Stored records —
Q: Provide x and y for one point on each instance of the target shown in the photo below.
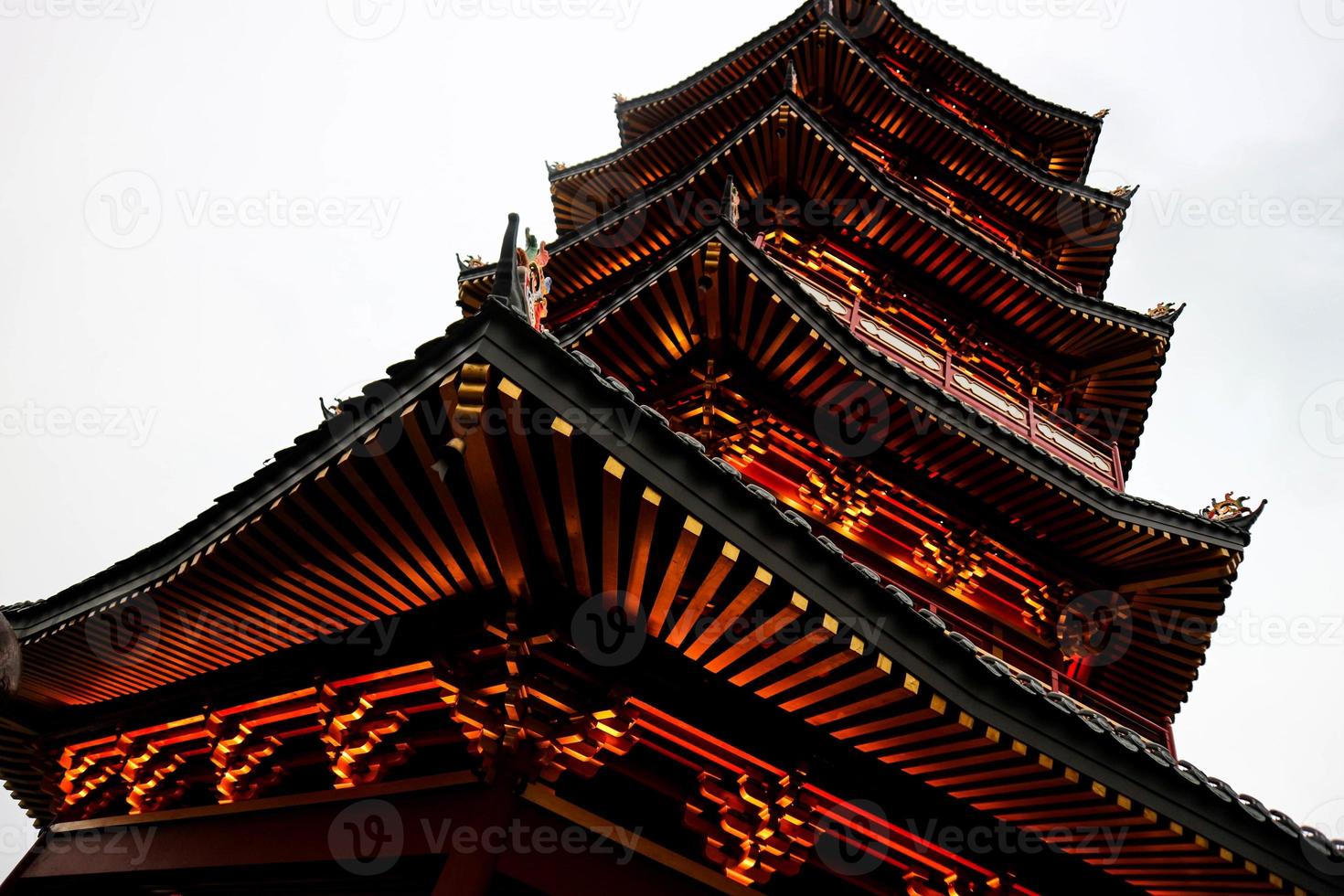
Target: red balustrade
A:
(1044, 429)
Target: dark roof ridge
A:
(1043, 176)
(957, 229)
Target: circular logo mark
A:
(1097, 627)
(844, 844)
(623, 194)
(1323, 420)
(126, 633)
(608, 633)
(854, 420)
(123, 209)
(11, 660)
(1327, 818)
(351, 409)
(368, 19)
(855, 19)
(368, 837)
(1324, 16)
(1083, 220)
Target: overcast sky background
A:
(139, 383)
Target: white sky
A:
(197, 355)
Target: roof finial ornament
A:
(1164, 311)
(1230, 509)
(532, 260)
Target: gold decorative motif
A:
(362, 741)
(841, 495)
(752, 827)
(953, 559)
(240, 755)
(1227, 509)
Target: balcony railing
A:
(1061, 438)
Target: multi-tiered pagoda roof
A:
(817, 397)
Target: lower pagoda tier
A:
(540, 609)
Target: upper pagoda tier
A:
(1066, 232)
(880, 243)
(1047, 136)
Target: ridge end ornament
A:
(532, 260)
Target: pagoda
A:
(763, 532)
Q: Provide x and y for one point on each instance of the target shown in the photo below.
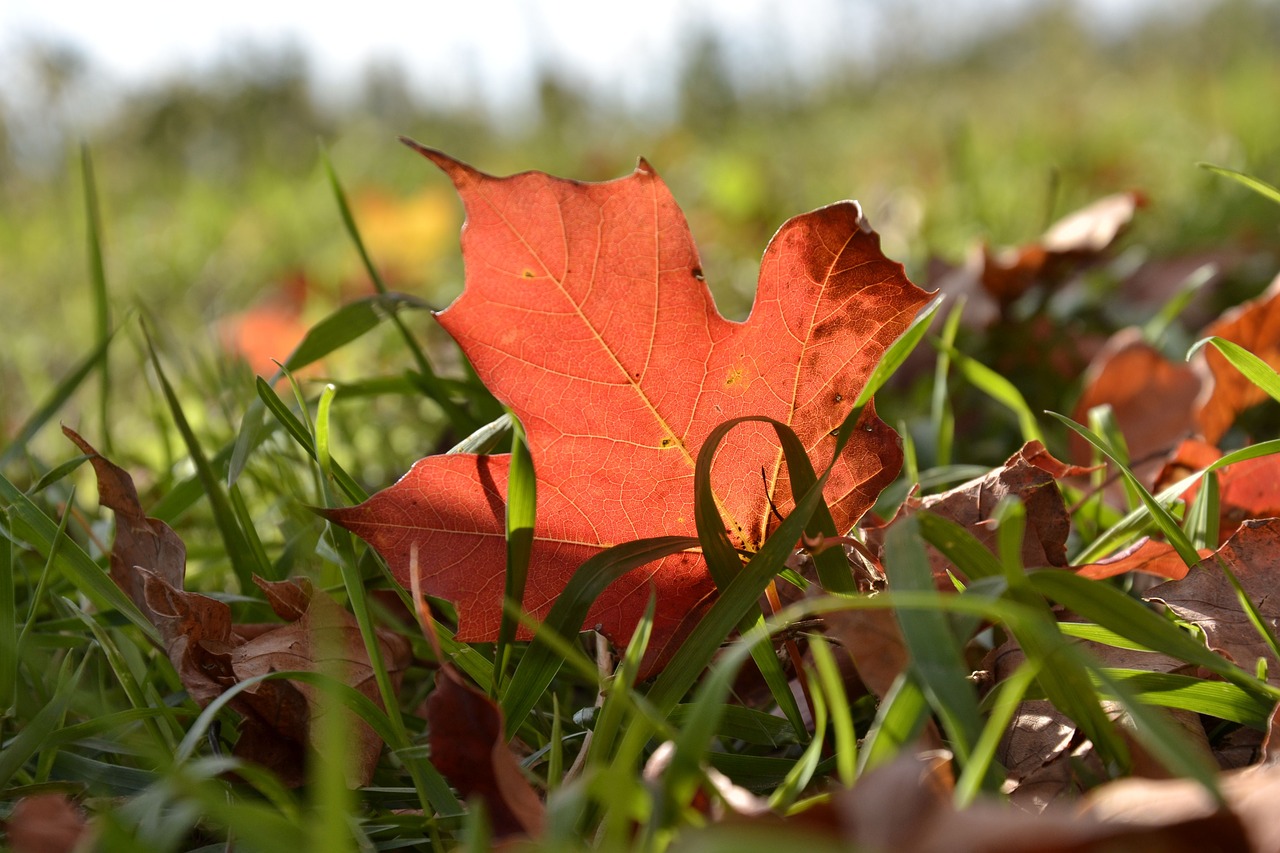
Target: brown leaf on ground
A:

Exercise directions —
Revise all of the records so that "pagoda" becomes "temple" wherever it occurs, with nothing else altered. Leave the pictures out of your version.

Written response —
Q: Provide x and y for one point on each instance of the target shown in the photo below.
Target: red balustrade
A:
(1044, 429)
Target: dark roof ridge
A:
(1043, 176)
(957, 229)
Target: circular logo mark
A:
(1097, 627)
(844, 844)
(623, 194)
(1323, 420)
(126, 633)
(608, 633)
(854, 420)
(123, 209)
(11, 660)
(1327, 818)
(351, 409)
(368, 19)
(855, 19)
(368, 837)
(1324, 16)
(1083, 220)
Target: overcast sky background
A:
(139, 383)
Target: white sky
A:
(197, 355)
Target: roof finial ornament
A:
(1164, 311)
(1230, 509)
(532, 260)
Target: gold decorative motif
A:
(362, 741)
(841, 495)
(752, 827)
(953, 559)
(240, 755)
(1227, 509)
Target: balcony railing
A:
(1061, 438)
Target: multi-tiered temple roof
A:
(817, 397)
Target: lower temple tier
A:
(540, 609)
Target: upper temple tier
A:
(1066, 232)
(880, 243)
(1047, 136)
Target: ridge end ornament
A:
(532, 260)
Target: temple
A:
(763, 532)
Q: Provide x and y for one point on each instance of the target shown in the photo below.
Target: brown leaf on ground
A:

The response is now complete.